*Task statement*: Repeat every line of the material below verbatim, leaving nothing out and changing nothing.

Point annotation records
......
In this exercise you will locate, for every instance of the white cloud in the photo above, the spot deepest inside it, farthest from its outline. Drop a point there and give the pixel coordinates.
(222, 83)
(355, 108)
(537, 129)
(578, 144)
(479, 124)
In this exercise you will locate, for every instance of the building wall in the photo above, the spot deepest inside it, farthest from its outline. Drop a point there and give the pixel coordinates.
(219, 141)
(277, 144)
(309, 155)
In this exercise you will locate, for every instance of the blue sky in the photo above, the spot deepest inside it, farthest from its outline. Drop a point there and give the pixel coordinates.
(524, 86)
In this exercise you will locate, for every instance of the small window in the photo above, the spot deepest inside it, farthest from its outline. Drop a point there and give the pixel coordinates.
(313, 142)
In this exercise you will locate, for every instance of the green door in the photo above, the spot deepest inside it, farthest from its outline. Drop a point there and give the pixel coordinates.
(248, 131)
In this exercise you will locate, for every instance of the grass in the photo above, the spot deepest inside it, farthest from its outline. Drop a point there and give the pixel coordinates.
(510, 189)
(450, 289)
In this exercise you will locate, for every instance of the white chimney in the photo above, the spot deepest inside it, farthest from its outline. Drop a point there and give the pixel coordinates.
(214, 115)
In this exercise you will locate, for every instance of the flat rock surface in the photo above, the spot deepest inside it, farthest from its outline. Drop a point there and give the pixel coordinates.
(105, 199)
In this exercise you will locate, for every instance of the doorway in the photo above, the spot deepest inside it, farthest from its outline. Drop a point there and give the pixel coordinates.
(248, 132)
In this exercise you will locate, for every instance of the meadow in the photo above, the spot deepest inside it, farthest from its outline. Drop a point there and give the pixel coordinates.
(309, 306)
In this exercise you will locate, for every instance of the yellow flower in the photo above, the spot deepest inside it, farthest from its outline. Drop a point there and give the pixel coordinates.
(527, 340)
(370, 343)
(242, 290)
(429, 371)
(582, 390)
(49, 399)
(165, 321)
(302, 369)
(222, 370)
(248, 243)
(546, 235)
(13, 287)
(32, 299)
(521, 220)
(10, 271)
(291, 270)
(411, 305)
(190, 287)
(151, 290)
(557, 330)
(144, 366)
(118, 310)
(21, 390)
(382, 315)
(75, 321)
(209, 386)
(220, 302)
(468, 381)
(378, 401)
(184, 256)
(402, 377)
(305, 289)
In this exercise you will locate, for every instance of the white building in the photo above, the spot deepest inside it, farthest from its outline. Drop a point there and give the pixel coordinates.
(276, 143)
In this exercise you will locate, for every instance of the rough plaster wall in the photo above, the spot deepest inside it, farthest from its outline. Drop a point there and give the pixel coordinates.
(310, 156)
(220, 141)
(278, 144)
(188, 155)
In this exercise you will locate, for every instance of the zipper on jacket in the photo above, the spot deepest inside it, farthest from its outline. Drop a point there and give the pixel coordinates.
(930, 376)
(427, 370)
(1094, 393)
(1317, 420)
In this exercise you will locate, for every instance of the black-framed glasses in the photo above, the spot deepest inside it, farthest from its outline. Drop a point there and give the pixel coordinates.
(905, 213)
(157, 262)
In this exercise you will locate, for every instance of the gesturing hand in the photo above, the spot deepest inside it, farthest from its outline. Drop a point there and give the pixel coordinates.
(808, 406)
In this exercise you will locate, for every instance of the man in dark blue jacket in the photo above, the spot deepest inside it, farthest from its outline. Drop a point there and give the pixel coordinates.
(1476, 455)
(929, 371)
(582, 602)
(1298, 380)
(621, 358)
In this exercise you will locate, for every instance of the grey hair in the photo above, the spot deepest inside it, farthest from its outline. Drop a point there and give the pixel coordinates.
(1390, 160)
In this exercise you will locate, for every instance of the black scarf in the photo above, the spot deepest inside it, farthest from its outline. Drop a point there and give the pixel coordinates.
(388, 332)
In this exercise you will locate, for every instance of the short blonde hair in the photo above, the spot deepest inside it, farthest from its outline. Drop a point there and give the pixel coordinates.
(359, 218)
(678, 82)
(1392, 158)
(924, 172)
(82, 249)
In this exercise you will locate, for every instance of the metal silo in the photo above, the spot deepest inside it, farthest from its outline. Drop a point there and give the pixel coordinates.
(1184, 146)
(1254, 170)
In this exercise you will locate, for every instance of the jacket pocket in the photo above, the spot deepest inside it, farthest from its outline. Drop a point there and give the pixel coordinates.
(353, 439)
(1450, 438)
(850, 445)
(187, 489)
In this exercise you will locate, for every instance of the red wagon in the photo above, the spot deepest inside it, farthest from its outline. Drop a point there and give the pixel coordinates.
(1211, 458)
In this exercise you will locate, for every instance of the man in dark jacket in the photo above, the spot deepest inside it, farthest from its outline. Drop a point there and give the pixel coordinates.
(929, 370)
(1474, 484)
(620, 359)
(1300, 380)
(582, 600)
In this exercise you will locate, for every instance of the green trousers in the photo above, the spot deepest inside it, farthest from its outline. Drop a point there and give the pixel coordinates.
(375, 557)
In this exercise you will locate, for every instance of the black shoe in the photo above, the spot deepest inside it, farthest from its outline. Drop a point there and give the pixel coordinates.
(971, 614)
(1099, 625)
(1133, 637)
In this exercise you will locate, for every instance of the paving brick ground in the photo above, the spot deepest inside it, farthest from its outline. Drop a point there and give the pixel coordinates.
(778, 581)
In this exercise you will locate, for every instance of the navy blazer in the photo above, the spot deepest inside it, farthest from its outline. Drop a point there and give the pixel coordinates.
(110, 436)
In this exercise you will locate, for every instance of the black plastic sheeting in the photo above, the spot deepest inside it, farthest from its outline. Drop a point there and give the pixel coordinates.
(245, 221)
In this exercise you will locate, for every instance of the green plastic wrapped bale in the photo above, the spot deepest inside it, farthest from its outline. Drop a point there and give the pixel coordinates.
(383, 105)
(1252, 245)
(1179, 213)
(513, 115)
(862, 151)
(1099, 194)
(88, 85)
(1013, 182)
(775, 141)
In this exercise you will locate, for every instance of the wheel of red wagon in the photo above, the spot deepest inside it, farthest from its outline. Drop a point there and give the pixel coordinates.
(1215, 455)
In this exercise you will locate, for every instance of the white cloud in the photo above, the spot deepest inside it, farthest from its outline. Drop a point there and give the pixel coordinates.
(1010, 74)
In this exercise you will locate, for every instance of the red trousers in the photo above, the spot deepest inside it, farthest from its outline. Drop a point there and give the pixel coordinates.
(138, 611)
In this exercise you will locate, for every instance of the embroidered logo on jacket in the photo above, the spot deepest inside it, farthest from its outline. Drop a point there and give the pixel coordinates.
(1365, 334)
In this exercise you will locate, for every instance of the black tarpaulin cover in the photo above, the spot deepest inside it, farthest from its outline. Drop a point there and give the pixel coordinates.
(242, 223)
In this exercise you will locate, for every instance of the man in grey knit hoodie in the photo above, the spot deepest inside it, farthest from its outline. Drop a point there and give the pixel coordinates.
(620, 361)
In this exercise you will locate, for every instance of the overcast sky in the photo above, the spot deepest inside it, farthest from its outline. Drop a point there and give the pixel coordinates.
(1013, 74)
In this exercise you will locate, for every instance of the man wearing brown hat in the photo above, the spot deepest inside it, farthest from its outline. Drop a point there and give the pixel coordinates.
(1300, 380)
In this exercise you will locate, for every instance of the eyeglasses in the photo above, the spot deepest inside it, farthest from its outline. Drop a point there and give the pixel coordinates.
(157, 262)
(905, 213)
......
*Exercise result*:
In this exercise you will locate, for every instance of the white cloud in the photo above, the spot deepest inside it, farthest from its outline. Drop a point there and give the pixel coordinates.
(222, 83)
(355, 108)
(537, 129)
(578, 144)
(479, 124)
In this exercise you will locate, for every instance of the building wall in the photo above, the spot deepest inside it, farthest from its outline. Drop a point there and give the pixel coordinates.
(219, 141)
(277, 144)
(309, 155)
In this exercise you will locate, for every instance of the blue sky in the photo above, the spot deepest inside it, farthest from its outline. Drop a point there and give the pixel coordinates.
(524, 86)
In this exercise you will locate, for every instance of the small window in the photo above, the spot deepest inside it, farthest from its outline. Drop a point there and give the pixel coordinates.
(313, 142)
In this exercise you will locate, for every instance of the green door in the photo above, the spot deepest inside it, farthest from its outline. Drop a point there and give the pixel coordinates.
(248, 131)
In this exercise you will locate, for every instance of the grass in the photo above, the spot deepest inside it, farthest from its outline. Drop a point there and give the pixel coordinates.
(510, 189)
(450, 289)
In this exercise you will locate, for every instance of the white chimney in the photo above, the spot deepest inside it, farthest from its outline. Drop a point there and give the pixel coordinates.
(214, 115)
In this exercise you will locate, for every instance of the flat rock surface in the photo above, the spot deepest inside it, farthest from its outline. Drop a point there and give the pixel coordinates.
(105, 199)
In this exercise you will locate, for every instance of the doorway in the photo above, the spot deepest inside it, farthest from its outline. Drop a point there and give the pixel coordinates.
(248, 132)
In this exercise you will locate, for every instance of the meadow in the photo above, the spot deepest inside it, farthest from its outline. Drop a point there and give the pixel coordinates.
(309, 306)
In this exercise you will locate, for every instance of the yellow flower in the photo above, the spot deepest inside it, farthest from its outline. Drop a point there and give the pixel coordinates.
(527, 340)
(370, 343)
(242, 290)
(429, 371)
(582, 390)
(49, 399)
(165, 321)
(302, 369)
(222, 370)
(248, 243)
(546, 235)
(13, 287)
(32, 299)
(521, 220)
(10, 271)
(291, 270)
(411, 305)
(190, 287)
(151, 290)
(557, 330)
(144, 366)
(118, 310)
(21, 390)
(382, 315)
(75, 321)
(209, 386)
(220, 302)
(468, 381)
(378, 401)
(184, 256)
(402, 377)
(305, 289)
In this exercise you will locate, for every instance of the white building in the photo above, the spot deepest inside it, farthest from its outline. Drop a point there and give the pixel coordinates.
(276, 143)
In this exercise you will locate, for every instance of the rough plaster wall in the photo above, the spot deepest inside it, farthest from its outline. Drop a point there and give the pixel coordinates.
(310, 156)
(220, 141)
(278, 144)
(188, 155)
In this exercise you will locate, for every instance of the zipper on jacket in the photo above, the spot deepest inside it, farthest from its outline. Drop a point there and give the pixel coordinates.
(930, 376)
(427, 370)
(1094, 393)
(1317, 420)
In this exercise you will locate, for every instance of the black-framed glasses in the photo above, the spot deepest inside it, farthest from its outline. Drop a point there and give the pixel coordinates.
(905, 213)
(157, 262)
In this exercise you will locate, for every instance of the gesturing hand in the photo above, the spot deepest inside it, farthest from its outline. Drop a point there and give the pixel coordinates.
(808, 406)
In this exercise you will locate, for every instance of the man in dark blue jacket in the photo above, the spot deepest inside it, farthest from its outline. Drop a point there and give the pixel coordinates.
(1476, 455)
(929, 371)
(582, 602)
(1298, 380)
(621, 358)
In this exercise you will locate, for every instance of the grey hair in the photo above, the spot deepest inside it, farthest from its outline. Drop a point there and give the pixel coordinates.
(1390, 160)
In this exercise you will locate, for every instance of the black scarf in the photo above, the spot deepest inside it, farthest from its outline. Drop a point there and give the pixel coordinates.
(388, 332)
In this exercise you will locate, for every instance of the short blonde hair in the photo above, the spot deepest inside it, farthest from its outline. Drop a point there and give the pixel coordinates.
(359, 218)
(678, 82)
(1392, 158)
(924, 172)
(82, 249)
In this exercise you will locate, for every instance of the metal silo in the photo above, the spot deepest inside it, farthest from its outline. Drop a point there and give the pixel coordinates.
(1184, 146)
(1254, 170)
In this exercise you will locate, for every instance of the jacket pocket in the photo above, the spot deepest inside it, farthest from its outline. Drop a point there and give the pixel coordinates.
(353, 439)
(1450, 438)
(850, 445)
(187, 489)
In this exercise you will locate, for every instance of the red wagon in the photo above, the spot deepest inside it, farthest from its outline. Drop a point there and give the pixel coordinates.
(1211, 458)
In this exercise you will locate, for every instance of the man in dark jacket in the photo above, the spot deepest inside it, farthest from its outline. Drop a point there and give the pixel coordinates.
(929, 370)
(1474, 484)
(620, 359)
(1300, 380)
(582, 600)
In this exercise you will locate, for every instance of the green trousers in the photo above, the spot deepest inside it, farthest from its outline. Drop a point there and give the pixel coordinates.
(375, 557)
In this exercise you will locate, for every instance of the black shoe in the photo above, the spot deepest inside it, farthest from its outline. Drop a point there and give the pixel coordinates.
(971, 614)
(1099, 625)
(1133, 637)
In this exercise you will locate, for every instance of the paving brick ground in the photo above, the spot deepest inside it, farthest from its outline. Drop a point there and give the pixel coordinates.
(778, 581)
In this exercise you will locate, for every instance of the navy blazer in the photo above, the spot deepest inside it, farthest from its outline. Drop a point there and give the pixel coordinates.
(110, 436)
In this exercise you will locate, for every instance of the black plastic sheeting in the photo above, the spot deepest inside it, farthest from its outline. Drop a point there and give the pixel coordinates.
(245, 221)
In this exercise you will locate, for every instance of the green plastic wrapped bale in the photo above, the spot deepest inside it, farthest from its outline. Drop a point there and give the pixel coordinates.
(383, 105)
(1252, 245)
(1179, 213)
(513, 115)
(862, 151)
(1099, 194)
(88, 85)
(1013, 182)
(775, 141)
In this exercise you will locate, for every instance of the wheel of red wagon in the photo above, the spot deepest inside it, farthest from its outline. Drop a point there and give the pixel coordinates.
(1215, 455)
In this exercise you will locate, for every instance of the white cloud in the photo above, the spot deepest inside it, farthest from its outline. Drop a point there and give the pixel coordinates.
(1010, 74)
In this exercise you will locate, for every instance of the red trousers in the photo above, the spot deepest inside it, farthest from its outline. Drop a point there and give the pixel coordinates.
(138, 611)
In this exercise you will locate, for every instance of the embroidered logo on jacket in the photo above, the spot deepest inside it, farthest from its outline. Drop a point there and give the pixel coordinates.
(1365, 334)
In this exercise you will locate, for every instance of the black tarpaulin cover in the photo above, the spot deepest inside it, farthest from its outline. Drop a point there and give the pixel coordinates.
(242, 223)
In this exercise you will locate, for every instance of the man in grey knit hoodie in the photo above, the spot deepest inside it, farthest from its outline. Drop a point there and give the pixel coordinates.
(620, 361)
In this exercise you will locate, for every instance of the overcast sky in the photo above, the spot deepest inside it, farthest from its outline. Drop a point there and give the pixel coordinates.
(1013, 74)
In this exercise you will locate, for every instance of the man wearing brown hat in the photo above, the spot deepest inside it, farthest from its outline. Drop a point there and give the pixel coordinates.
(1300, 380)
In this exercise you will locate, for every instance of the eyeglasses in the photo above, the spot deepest inside it, farthest from its outline. Drop a point there and give the pixel coordinates.
(157, 262)
(905, 213)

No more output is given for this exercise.